Exercise requirements: Starting with the first line and going on through the line with "0 24 591 238", write the lines out again, replacing "Target class" with "Label" and leaving everything else as it is. Leave the pictures out.

Records shown:
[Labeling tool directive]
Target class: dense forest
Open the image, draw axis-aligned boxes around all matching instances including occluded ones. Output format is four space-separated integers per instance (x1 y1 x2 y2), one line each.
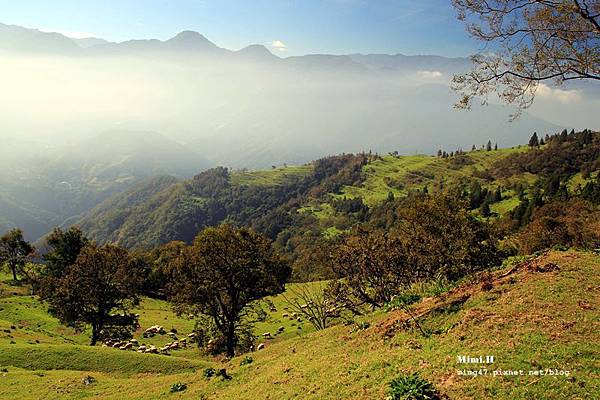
72 130 600 280
0 130 600 398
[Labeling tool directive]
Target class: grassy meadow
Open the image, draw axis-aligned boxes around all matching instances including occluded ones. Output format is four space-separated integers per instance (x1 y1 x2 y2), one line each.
0 251 600 400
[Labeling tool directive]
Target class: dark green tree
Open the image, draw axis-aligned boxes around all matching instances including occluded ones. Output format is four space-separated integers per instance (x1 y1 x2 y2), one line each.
43 227 89 278
170 225 291 356
47 244 145 346
529 132 540 147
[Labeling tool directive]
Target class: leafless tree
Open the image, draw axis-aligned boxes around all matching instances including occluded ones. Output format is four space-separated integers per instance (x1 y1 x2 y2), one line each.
452 0 600 119
283 282 339 330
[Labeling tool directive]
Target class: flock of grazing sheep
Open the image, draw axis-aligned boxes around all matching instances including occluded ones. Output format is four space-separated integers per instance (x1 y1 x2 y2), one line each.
102 325 196 355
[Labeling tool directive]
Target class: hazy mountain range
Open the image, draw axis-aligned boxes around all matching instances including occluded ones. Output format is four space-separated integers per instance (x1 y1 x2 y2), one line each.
0 24 591 238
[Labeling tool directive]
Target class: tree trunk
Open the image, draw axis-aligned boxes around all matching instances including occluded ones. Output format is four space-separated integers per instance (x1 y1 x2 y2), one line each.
90 324 100 346
227 322 237 357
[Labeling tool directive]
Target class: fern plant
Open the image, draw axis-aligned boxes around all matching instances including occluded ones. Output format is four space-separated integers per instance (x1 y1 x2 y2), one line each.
386 373 440 400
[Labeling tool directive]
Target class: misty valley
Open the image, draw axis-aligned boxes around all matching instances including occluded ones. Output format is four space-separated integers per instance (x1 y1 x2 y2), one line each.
0 0 600 400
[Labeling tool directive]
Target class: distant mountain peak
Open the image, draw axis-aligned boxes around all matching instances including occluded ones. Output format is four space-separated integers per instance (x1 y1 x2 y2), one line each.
165 31 219 50
236 44 277 59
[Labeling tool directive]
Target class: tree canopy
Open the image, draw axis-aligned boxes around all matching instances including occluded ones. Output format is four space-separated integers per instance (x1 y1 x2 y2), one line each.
453 0 600 117
47 244 145 345
0 229 35 281
170 225 291 356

Finished task:
[Labeling tool directive]
Label: dense forest
Open the image, draw axis-aligned boxes around all matching instances including occluded ones. Output format is four space-separated integers per instance (x1 y1 x2 y2), one line each.
72 130 600 280
0 130 600 398
[Labeling tool directive]
Label: grassy meadow
Open the image, draw axis-aligned boxes around all matching instances including occluded ones. Output format is four space-separated integers per instance (x1 y1 x2 y2), one line each.
0 251 600 400
[Labeling tool directive]
Label: dark green tree
Open the image, draw axis-aligned boxes around all matching instances including occluded ones. Output format is four space-separated integers per instance (x1 y1 x2 y2), one line each.
43 227 89 278
170 225 291 356
47 244 145 346
529 132 540 147
[Labeling tool directive]
Label: leafless tree
Open the image, draw axis-aligned boxes around all matching instances including occluded ones. Output format is four space-separated integers per instance (x1 y1 x2 y2), one line each.
452 0 600 119
283 282 339 330
[Labeling tool directive]
Label: flock of grazing sheep
Open the image, draw axis-aligned boxes around all matching instances including occluded ones. Output format is four space-separated integers per instance (x1 y1 x2 y2), one line each.
102 325 196 355
[Labeling tool directive]
Label: hazy mountain range
Open the image, draw axis-aligned boxes around all matching instances including occluded ones. Output format is four space-separated integers per instance (x1 y1 x2 y2), one line each.
0 24 591 238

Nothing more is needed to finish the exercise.